(ТЕКСТ):
# # # #
Это жесткое требование к такой же жесткой информации, которая могла легко быть реализована. Но мягкая информация типа художественного текста вообще не несет подобного типа информации.
Поэтому, видимо, каждый отдельный случай нежесткой информации требовал отдельного решения. Так, например, было принято решение не пересматривать историю «Молодой гвардии». Как оказалось, часть ее участников прошли обучение в спецшколе у С. Карина-Даниленко: «Среди учеников Карина — закончившие спецшколу в июне 1942 г. радистка группы „Буря” Любовь Шевцова и разведчики группы „Днепр” Владимир Загоруйко, Сергей и Василий Левашовы, впоследствии вошедшие в состав легендарной подпольной группы „Молодая гвардия”. Со времен „перестройки” на „Молодую гвардию” (своеобразный символ самоотверженной борьбы молодежи с нацизмом, воспетый в одноименных книге А. Фадеева и кинофильме) обрушился поток фальсификаций и „компромата”, вплоть до приписывания создания группы „походной группе” ОУН. Конечно, десятилетия эксплуатации образа молодогвардейцев официальной пропагандой (впрочем, ничего плохого согражданам не прививавшей), неизбежно породили и мифы, и „фигуры умолчания”. Однако подпольщики (включая упомянутых разведчиков) действительно вели себя героически и приняли лютую, мученическую смерть…» ([5], см. также [6]).
То есть во многих подобных случаях начинают играть роль внесистемные факторы цензуры, способные обойти запреты. В театре, например, это были выходы на партийных чиновников высокого ранга, которые часто помогали, поскольку любой текст, любая пьеса могут иметь множество интерпретаций. Причем они тоже были современными людьми, понимавшими все часто лучше нас самих. Просто должность их обязывала быть более правильными.
Корней Чуковский издавал до революции сатирический журнал «Сигнал», который в результате закрыли, но Чуковского спас адвокат Грузенберг, выступивший с такой речью: «Представьте себе, что я… ну хотя бы вот на этой стене… рисую… предположим, осла. А какой-нибудь прохожий ни с того ни с сего заявляет: это прокурор Камышанский. […] Кто оскорбляет прокурора? Я ли, рисуя осла, или тот прохожий, который позволяет себе утверждать, будто в моем простодушном рисунке он видит почему-то черты… уважаемого судебного деятеля? Дело ясное: конечно, прохожий. То же происходит и здесь. Что делает мой подзащитный? Он рисует осла, дегенерата, пигмея. А Петр Константинович Камышанский имеет смелость утверждать всенародно, будто это священная особа его императорского величества, ныне благополучно царствующего государя императора Николая Второго. Пусть он повторит эти слова, и мы будем вынуждены привлечь его, прокурора, к ответственности» [7].
# # # #
(ИСХОДНЫЕ ДАННЫЕ):
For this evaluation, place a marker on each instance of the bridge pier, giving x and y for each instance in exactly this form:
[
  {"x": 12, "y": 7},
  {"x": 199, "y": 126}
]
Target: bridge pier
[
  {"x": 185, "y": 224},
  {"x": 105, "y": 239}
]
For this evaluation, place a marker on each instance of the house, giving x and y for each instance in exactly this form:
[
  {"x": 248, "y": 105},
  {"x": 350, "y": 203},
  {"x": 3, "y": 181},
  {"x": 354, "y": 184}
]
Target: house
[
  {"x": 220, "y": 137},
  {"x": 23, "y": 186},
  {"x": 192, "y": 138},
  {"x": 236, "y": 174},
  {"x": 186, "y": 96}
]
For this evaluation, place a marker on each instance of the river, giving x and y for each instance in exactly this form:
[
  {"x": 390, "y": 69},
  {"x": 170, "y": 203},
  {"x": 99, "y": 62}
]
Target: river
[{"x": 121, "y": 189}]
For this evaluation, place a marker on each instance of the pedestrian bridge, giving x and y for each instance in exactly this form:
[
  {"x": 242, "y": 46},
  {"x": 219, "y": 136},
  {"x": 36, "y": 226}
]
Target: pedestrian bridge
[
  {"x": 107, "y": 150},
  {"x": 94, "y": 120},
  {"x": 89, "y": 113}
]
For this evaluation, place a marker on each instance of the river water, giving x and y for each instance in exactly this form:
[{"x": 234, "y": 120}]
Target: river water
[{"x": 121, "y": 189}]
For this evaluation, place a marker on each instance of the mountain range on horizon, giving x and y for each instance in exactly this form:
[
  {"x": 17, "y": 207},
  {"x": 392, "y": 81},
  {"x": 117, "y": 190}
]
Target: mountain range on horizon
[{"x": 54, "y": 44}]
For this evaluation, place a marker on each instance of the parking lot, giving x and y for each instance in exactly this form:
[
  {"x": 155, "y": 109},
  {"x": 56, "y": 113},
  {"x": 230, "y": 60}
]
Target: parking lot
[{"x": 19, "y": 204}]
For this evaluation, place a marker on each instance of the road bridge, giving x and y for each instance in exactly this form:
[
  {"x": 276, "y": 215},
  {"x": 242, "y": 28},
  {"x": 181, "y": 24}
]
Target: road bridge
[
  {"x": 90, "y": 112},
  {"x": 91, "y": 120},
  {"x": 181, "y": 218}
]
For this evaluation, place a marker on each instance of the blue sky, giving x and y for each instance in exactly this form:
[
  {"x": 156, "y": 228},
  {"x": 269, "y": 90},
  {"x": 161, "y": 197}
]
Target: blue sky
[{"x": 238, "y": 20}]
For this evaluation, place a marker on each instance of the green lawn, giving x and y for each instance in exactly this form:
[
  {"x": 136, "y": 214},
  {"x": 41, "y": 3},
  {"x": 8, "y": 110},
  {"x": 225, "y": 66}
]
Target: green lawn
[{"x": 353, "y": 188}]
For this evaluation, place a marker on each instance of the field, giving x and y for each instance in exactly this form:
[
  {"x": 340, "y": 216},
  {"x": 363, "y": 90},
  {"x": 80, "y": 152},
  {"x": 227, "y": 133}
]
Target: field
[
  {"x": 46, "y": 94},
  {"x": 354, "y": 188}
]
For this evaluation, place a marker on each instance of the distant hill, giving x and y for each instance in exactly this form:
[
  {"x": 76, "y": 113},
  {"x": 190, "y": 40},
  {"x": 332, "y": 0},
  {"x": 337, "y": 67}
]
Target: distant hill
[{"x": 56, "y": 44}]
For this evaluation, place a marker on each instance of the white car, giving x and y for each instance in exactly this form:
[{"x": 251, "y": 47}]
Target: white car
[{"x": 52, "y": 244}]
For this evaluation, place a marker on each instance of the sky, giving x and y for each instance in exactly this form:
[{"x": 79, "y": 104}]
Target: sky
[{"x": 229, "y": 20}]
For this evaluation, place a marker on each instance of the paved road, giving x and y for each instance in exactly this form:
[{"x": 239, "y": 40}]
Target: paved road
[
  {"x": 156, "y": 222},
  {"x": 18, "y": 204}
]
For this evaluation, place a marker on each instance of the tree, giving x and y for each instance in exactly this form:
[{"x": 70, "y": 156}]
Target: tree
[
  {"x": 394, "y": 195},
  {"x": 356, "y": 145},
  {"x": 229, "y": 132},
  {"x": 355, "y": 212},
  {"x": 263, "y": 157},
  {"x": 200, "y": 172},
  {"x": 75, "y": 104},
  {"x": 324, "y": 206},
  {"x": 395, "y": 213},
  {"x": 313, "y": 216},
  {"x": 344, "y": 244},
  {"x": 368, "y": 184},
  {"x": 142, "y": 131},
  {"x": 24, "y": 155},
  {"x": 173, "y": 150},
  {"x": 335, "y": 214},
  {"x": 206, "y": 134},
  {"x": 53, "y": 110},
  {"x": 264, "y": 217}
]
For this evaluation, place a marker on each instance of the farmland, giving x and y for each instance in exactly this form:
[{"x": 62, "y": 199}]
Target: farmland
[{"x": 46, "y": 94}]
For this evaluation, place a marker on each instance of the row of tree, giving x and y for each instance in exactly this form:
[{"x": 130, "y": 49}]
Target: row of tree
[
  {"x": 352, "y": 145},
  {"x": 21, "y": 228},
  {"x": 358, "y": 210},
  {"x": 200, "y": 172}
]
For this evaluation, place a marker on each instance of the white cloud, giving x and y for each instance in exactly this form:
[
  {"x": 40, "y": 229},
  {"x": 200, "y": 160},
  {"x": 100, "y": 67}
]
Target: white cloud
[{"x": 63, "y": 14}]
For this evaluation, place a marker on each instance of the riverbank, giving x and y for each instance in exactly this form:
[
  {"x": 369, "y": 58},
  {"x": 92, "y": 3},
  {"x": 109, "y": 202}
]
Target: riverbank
# # # #
(ЗАДАЧА A):
Ответьте на вопросы по тексту о цензуре:
(i) Какой журнал издавал Корней Чуковский до революции?
(ii) Когда Любовь Шевцова закончила спецшколу?
(iii) На кого, согласно тексту, выходили в театре, чтобы обойти запреты?
(ЗАДАЧА B): Перепечатайте из текста о цензуре фрагмент, который начинается словами "То есть во многих" и заканчивается словами "быть более правильными.".
(ЗАДАЧА C): Продолжите текст о цензуре, начав сразу после его последнего предложения.
Записи взяты из другого источника.

(ОТВЕТ A):
(i) Сатирический журнал «Сигнал».
(ii) В июне 1942 г.
(iii) На партийных чиновников высокого ранга.

(ОТВЕТ B):
То есть во многих подобных случаях начинают играть роль внесистемные факторы цензуры, способные обойти запреты. В театре, например, это были выходы на партийных чиновников высокого ранга, которые часто помогали, поскольку любой текст, любая пьеса могут иметь множество интерпретаций. Причем они тоже были современными людьми, понимавшими все часто лучше нас самих. Просто должность их обязывала быть более правильными.

(ОТВЕТ C):
Реально прокурор усмотрел в журнале неправильный вывод, который должен был сделать читатель из помещенных там материалов: «В одном из первых номеров он опубликовал, расположив их один за другим, три материала: первый — приказ о благодарности императора Николая II казакам; второй — заметку о том, что до сих пор не подсчитано число убитых и раненых во время подавления протестов в российских городах; третий — стихотворение о русском солдате, которого никому не удастся сделать палачом. Цензура восприняла такой композиционный прием однозначно: автор желает вызвать у читателей мысль, „что, одобряя действия войск при подавлении беспорядков, русских солдат хотят заставить действовать как палачей, и что именно за такого рода действия казачьих войск государь император выражает им свою благодарность”, написал в обвинительном заключении следователь Цезарь Обух-Вощатынский».
Но, в конце концов, все разрешилось. Правда, суд был царский, наверное, советский суд до такого бы не дошел. Поэтому во всех советских журналах были правильные и очень правильные произведения, к которым трудно было придраться.
Литература
1. Фалин В. Без скидок на обстоятельства. Политические воспоминания. — М., 2016.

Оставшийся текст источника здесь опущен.